--- REQUIRED WORK ---
A set of records appears below. Print them all, word for word.

[Saved entries]
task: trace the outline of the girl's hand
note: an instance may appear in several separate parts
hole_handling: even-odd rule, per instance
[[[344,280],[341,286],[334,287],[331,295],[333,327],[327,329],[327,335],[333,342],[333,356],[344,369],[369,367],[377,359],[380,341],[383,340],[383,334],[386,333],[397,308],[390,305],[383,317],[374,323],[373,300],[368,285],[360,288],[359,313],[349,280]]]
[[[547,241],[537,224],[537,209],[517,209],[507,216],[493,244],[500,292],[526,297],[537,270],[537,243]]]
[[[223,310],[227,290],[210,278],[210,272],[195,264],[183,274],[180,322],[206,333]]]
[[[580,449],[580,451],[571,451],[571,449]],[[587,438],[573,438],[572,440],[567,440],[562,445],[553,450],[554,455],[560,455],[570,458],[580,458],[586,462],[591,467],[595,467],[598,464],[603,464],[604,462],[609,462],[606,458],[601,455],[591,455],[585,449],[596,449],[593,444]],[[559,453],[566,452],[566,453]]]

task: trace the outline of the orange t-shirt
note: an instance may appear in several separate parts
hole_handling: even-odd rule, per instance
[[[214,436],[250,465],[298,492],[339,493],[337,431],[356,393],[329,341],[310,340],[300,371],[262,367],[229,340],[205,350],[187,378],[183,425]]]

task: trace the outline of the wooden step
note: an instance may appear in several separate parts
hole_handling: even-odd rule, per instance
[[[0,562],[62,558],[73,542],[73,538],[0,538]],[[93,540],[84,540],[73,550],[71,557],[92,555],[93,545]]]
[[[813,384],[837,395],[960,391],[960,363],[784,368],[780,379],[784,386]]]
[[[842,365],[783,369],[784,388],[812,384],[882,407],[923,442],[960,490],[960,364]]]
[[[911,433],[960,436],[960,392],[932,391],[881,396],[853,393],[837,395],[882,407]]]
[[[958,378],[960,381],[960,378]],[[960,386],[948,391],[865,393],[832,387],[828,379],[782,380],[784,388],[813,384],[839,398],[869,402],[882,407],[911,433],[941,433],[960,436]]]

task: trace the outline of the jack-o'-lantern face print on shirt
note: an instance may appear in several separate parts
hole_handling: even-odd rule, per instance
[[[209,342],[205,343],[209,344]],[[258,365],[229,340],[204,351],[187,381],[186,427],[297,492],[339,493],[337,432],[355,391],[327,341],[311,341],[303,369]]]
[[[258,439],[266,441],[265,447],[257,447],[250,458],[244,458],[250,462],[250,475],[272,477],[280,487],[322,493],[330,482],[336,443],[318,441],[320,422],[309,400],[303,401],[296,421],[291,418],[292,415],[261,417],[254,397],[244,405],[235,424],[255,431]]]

--- SOLUTION FOR THIS PROBLEM ---
task: trace the outline of the girl's hand
note: an instance may appear in several separate parts
hole_handling: even-odd rule, per instance
[[[344,280],[341,286],[334,287],[331,295],[333,327],[327,329],[327,335],[333,342],[333,356],[344,369],[369,367],[377,359],[380,341],[383,340],[383,334],[386,333],[397,308],[390,305],[383,317],[374,323],[373,300],[368,285],[360,288],[359,313],[349,280]]]
[[[547,241],[537,224],[537,209],[517,209],[507,216],[493,244],[500,292],[526,297],[537,270],[537,243]]]
[[[223,310],[227,290],[210,278],[210,272],[195,264],[183,274],[180,322],[206,333]]]
[[[580,449],[580,451],[571,451],[571,449]],[[587,438],[573,438],[572,440],[567,440],[562,445],[553,450],[554,455],[560,455],[570,458],[580,458],[586,462],[591,467],[595,467],[598,464],[603,464],[604,462],[609,462],[606,458],[601,455],[591,455],[585,449],[596,449],[593,444]],[[559,453],[566,452],[566,453]]]

task: trace the outline of the orange t-shirt
note: an instance may appear in several separate parts
hole_handling: even-odd rule, per instance
[[[214,436],[250,465],[298,492],[339,493],[337,431],[356,393],[329,341],[310,340],[300,371],[262,367],[229,340],[205,350],[187,378],[183,425]]]

task: trace the outline of the wooden step
note: an instance may appear in several separate parts
hole_handling: even-odd rule, per instance
[[[0,562],[62,558],[73,542],[73,538],[0,538]],[[93,540],[84,540],[73,550],[71,557],[92,555],[93,545]]]
[[[813,384],[837,395],[960,391],[960,363],[784,368],[780,379],[784,386]]]
[[[842,365],[783,369],[784,388],[812,384],[882,407],[923,442],[960,490],[960,364]]]
[[[911,433],[960,436],[960,392],[932,391],[881,396],[853,393],[837,395],[882,407]]]
[[[958,378],[960,381],[960,378]],[[960,386],[948,391],[865,393],[832,387],[828,379],[782,380],[784,388],[813,384],[839,398],[869,402],[882,407],[911,433],[941,433],[960,436]]]

task: trace the outline of the jack-o'-lantern face print on shirt
note: an instance may appear in several separate parts
hole_handling: even-odd rule, per instance
[[[209,342],[205,343],[209,344]],[[258,365],[229,340],[204,351],[187,381],[186,427],[297,492],[339,493],[337,432],[355,391],[327,341],[311,341],[303,369]]]
[[[258,439],[266,441],[265,447],[257,447],[250,458],[244,458],[250,462],[250,475],[272,477],[280,487],[322,493],[330,482],[336,443],[318,441],[320,422],[309,400],[303,401],[296,421],[291,418],[292,415],[261,417],[254,397],[244,405],[235,424],[255,431]]]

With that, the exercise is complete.